Exercise - Go to the line that contains "Guideline: put one point on each instance of the red and" and extract it along with every line after it, exactly, through the end of the data below.

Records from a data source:
───
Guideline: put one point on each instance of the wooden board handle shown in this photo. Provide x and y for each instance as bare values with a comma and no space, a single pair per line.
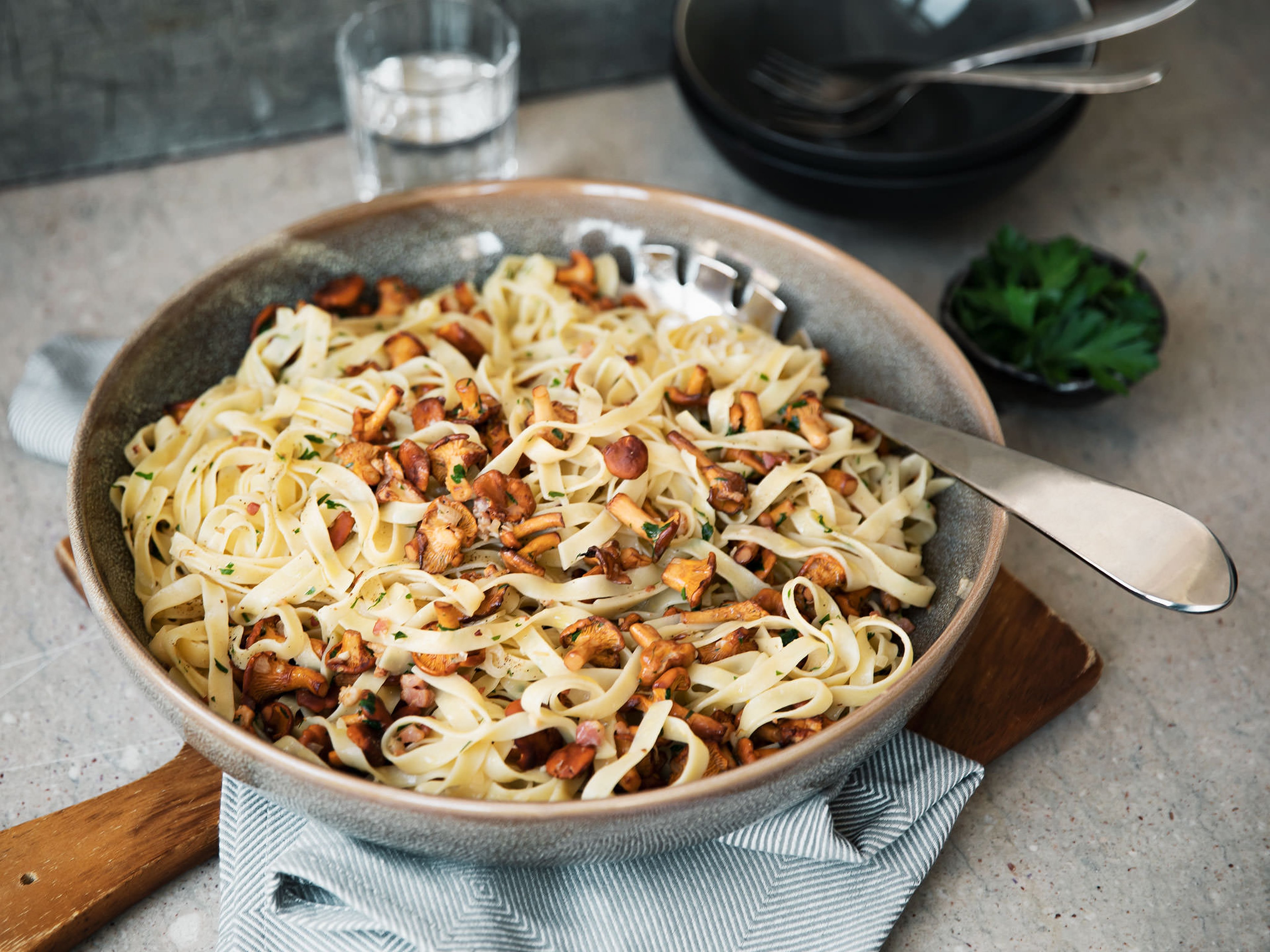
68,874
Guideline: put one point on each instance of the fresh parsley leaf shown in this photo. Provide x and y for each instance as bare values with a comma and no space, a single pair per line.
1055,310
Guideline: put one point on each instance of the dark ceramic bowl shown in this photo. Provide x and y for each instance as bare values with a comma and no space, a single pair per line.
1005,381
897,196
879,341
945,127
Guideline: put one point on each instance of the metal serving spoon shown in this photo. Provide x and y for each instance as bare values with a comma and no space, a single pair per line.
842,92
1055,79
1154,550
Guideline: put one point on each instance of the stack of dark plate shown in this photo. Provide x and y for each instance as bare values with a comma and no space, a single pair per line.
949,148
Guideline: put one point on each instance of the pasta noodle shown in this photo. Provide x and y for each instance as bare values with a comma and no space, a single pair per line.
534,541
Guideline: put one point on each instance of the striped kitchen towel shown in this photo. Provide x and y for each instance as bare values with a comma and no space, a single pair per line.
51,397
830,874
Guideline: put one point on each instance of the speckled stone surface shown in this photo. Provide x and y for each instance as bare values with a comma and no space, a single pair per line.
1137,819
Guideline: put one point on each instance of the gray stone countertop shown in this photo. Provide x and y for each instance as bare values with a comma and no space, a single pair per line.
1138,818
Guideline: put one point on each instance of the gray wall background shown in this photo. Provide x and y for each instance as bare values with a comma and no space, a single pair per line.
92,84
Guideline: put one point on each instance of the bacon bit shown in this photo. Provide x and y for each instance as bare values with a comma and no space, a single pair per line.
178,411
396,296
841,483
697,393
341,295
373,426
463,341
403,347
266,315
341,530
591,734
570,761
427,412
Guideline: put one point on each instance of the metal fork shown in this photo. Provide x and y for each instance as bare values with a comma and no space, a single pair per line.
820,91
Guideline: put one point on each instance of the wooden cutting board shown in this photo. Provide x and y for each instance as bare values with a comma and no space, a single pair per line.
69,874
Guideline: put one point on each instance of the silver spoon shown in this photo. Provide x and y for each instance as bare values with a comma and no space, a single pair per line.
1154,550
842,92
1056,79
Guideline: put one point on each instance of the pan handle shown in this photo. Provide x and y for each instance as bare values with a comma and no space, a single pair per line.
68,874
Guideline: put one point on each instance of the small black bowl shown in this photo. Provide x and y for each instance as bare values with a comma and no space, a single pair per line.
898,195
1006,382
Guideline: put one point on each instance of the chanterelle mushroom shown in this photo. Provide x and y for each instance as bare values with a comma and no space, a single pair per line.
403,347
697,391
394,488
596,640
444,532
659,534
690,577
552,411
373,426
659,655
362,459
500,498
474,408
728,491
804,416
456,460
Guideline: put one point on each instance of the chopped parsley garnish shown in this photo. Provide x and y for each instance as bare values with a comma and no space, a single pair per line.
1055,310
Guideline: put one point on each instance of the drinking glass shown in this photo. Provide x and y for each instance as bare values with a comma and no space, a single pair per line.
430,93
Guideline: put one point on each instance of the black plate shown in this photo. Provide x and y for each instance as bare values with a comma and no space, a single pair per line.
881,196
944,127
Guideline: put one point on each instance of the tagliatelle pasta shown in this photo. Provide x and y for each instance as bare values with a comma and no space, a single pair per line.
534,541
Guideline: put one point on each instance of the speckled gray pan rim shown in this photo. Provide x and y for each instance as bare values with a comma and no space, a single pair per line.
882,344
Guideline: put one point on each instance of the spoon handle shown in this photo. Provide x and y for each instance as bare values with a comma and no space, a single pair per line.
1121,20
1062,79
1151,549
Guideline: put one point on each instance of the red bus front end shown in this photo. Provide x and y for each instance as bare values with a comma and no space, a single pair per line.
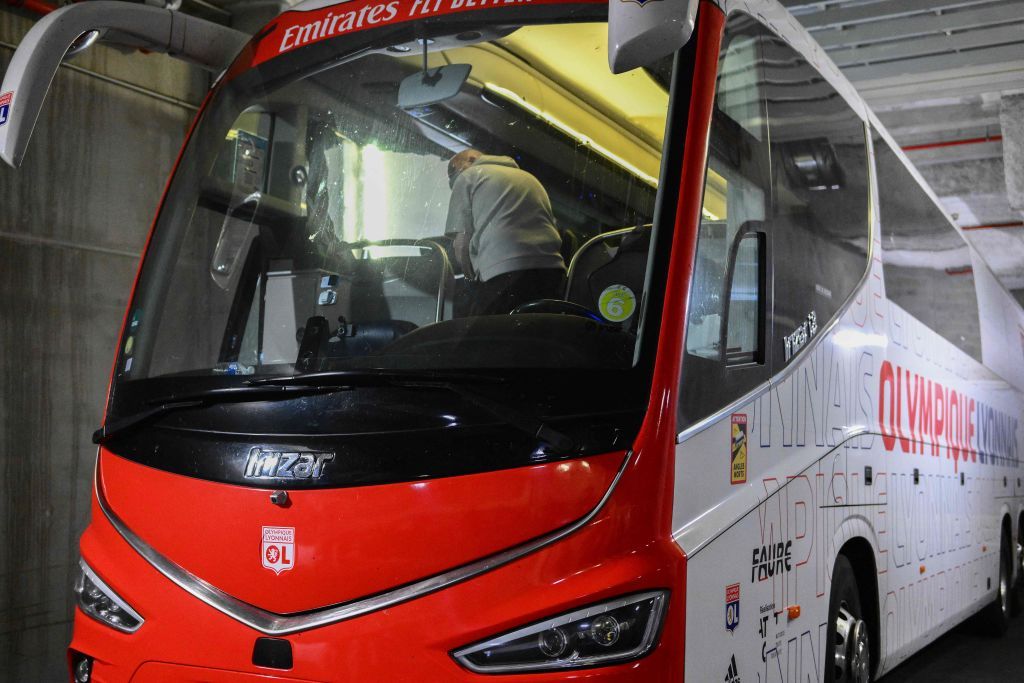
318,463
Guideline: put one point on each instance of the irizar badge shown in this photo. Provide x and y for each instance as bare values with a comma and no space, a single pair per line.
5,100
278,552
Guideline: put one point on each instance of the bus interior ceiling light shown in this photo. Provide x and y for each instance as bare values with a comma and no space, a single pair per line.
580,137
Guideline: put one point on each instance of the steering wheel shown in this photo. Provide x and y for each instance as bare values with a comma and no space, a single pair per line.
556,306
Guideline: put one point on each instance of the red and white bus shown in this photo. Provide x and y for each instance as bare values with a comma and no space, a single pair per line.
770,432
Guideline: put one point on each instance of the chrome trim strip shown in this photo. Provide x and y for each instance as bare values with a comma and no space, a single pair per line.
791,368
279,625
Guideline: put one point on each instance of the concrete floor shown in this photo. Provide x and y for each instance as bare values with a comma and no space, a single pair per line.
962,656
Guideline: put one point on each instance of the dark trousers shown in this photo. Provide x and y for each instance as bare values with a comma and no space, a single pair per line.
501,294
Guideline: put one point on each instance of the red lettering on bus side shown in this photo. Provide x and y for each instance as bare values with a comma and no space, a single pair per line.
904,443
953,427
912,400
926,414
970,431
940,417
886,379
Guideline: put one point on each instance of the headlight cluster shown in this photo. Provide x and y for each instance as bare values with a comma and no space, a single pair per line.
608,633
98,601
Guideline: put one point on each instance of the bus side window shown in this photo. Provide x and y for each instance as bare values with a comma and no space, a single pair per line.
725,330
927,264
820,200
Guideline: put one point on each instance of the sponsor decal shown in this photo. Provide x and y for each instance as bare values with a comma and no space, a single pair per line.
───
Exercise answer -
Guideline: put one point on each instance of the red and white bus shown in this photo. Provide x and y for each instance as bare values with a comma and no space, a single pair per line.
770,432
Guideline: put one point on each instance of the chrome trim strip shown in this photo. Provide x and y for each instance as bare values with a comma and no space, a single pair per line.
791,368
279,625
Guideline: put one point on each instance of the concrete floor shown in this photo. Provide x and y for each instance as bare values with a comma and no space, a single pair per line.
962,656
Guideline: put one point on each instance of the dark trousers shown in this photo. Provide x and y for each instance as bare values with a comma and no space, a single pair per line.
501,294
Guideline: put one point on each instance of the red lettering on bus side shown in this photo. Provide x and y for each instance as bare values with a comma and no space, a single pair per line.
904,443
953,427
912,400
926,414
970,431
940,417
886,379
Guideline: put one point on each instance of the headlight cluster shown in this photo. Provide x and y for each instance as bare values with a comma and no space, a single pair per line.
608,633
98,601
Guideline: put one point on each instance of the bus side window shown in this photo. Provide x and y for each instance as bare values with a comma and no space, a single pair per line.
725,330
927,264
820,200
Guideline: put one point on each instance of the sponsor decal shown in this photo. Provide x and y for each instance as bare values with a comma and no space, a single pair per line.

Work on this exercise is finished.